Para compreender mais profundamente a proposta pós-moderna, e como devemos nos posicionar frente à mesma, é conveniente entender a visão que a modernidade tinha da época anterior, o Medievo, e o que representaram essa época e a modernidade realmente, e em que medida o exemplo medieval pode nos ajudar a superar de modo correto a época moderna.

A modernidade julgava que a Idade “Média” – esse nome já é problemático, porque não faz referência alguma à substância dessa época, mas apenas ao fato de que a mesma se encontra entre a Antiguidade e a Modernidade – havia sido uma era das “trevas”, dominada por uma suposta Fé “irracional”. Isso é uma patente falsidade, tendo em conta a magnífica harmonia entre Fé e Razão – as “duas asas pelas quais o espírito humano se eleva para a contemplação da verdade” (cf. João Paulo II, Fides et Ratio, Bênção) – no pensamento e na vida católicos: veja-se, por exemplo, as grandes sumas teológicas, o esplendor da arte gótica, o início da ciência experimental com Roger Bacon (monge católico), os desenvolvimentos do Direito a partir do contato com o Direito Canônico… Pode-se dizer, sem sombra de dúvida, que em todos os campos do saber a Fé católica fecundou a inteligência humana, e que aquilo que a ciência “moderna” tem de essencial, que é a exploração intelectual do universo a serviço do bem humano, deve-o também à Fé, que revela como o homem é superior à natureza e pode “dominá-la” – como administrador da criação (cf. Gn 1,28) e não como seu último dono, que poderia usá-la irresponsavelmente –, não estando sujeito à mesma, como julgava o pensamento antigo, pré-cristão, e como, em alguma medida, propõe o “ecologismo” atual – não devemos confundir a ciência moderna com o “cientificismo”, que diz que “o que não pode ser provado empiricamente não existe”, o qual é uma interpretação (filosófica) deturpada da ciência.

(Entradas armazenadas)
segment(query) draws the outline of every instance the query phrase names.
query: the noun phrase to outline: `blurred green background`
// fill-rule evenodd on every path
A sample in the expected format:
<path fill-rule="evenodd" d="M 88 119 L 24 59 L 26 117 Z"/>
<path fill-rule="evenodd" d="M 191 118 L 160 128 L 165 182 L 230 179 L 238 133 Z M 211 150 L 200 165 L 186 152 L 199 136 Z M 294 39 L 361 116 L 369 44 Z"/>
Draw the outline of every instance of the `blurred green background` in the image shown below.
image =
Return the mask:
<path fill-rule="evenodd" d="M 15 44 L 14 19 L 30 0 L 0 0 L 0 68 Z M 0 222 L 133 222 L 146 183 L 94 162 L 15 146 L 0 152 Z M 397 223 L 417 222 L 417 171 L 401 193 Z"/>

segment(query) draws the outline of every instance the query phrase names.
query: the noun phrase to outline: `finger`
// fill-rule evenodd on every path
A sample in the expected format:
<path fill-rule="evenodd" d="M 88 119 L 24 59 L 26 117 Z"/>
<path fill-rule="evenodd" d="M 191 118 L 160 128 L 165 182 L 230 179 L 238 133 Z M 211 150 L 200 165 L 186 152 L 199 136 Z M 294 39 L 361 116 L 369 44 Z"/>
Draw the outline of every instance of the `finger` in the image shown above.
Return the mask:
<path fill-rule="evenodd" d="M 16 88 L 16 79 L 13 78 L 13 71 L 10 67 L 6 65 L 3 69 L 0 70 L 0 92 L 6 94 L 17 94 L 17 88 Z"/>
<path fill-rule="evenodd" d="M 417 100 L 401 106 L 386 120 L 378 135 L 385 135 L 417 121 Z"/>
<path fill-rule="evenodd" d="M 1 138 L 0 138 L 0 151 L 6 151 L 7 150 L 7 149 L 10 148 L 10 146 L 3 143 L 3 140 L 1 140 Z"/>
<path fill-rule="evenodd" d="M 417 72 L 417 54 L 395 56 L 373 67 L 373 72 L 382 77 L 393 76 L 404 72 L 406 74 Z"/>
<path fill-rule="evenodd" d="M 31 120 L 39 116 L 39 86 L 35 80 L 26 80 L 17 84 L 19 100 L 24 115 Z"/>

--- O QUE FAZER ---
• a. Resuma em duas frases o trecho sobre a visão moderna da Idade Média.
• b. Redimensione as linhas do material, começando pela primeira delas e indo até a linha que contém "0 222 L 133", ambas incluídas. Reescreva todas essas linhas, pedidos incluídos, e multiplique por 0,25 cada coordenada das respostas, arredondando para inteiros com as meias unidades para cima.
O trecho e as linhas vêm de fontes diferentes.

--- RESPOSTAS ESPERADAS ---
• a. Para compreender a proposta pós-moderna, convém entender como a modernidade via o Medievo, que ela julgava uma era das "trevas" dominada por uma Fé "irracional". Essa visão é uma falsidade diante da harmonia entre Fé e Razão no pensamento católico, pois a Fé fecundou a inteligência humana em todos os campos do saber, inclusive no que a ciência moderna tem de essencial.

• b.
segment(query) draws the outline of every instance the query phrase names.
query: the noun phrase to outline: `blurred green background`
// fill-rule evenodd on every path
A sample in the expected format:
<path fill-rule="evenodd" d="M 88 119 L 24 59 L 26 117 Z"/>
<path fill-rule="evenodd" d="M 191 118 L 160 128 L 165 182 L 230 179 L 238 133 Z M 211 150 L 200 165 L 186 152 L 199 136 Z M 294 39 L 361 116 L 369 44 Z"/>
Draw the outline of every instance of the `blurred green background` in the image shown below.
image =
Return the mask:
<path fill-rule="evenodd" d="M 4 11 L 4 5 L 8 0 L 0 0 L 0 17 Z M 0 56 L 33 56 L 37 46 L 24 41 L 4 37 L 0 38 Z M 99 56 L 104 56 L 104 43 L 100 48 Z"/>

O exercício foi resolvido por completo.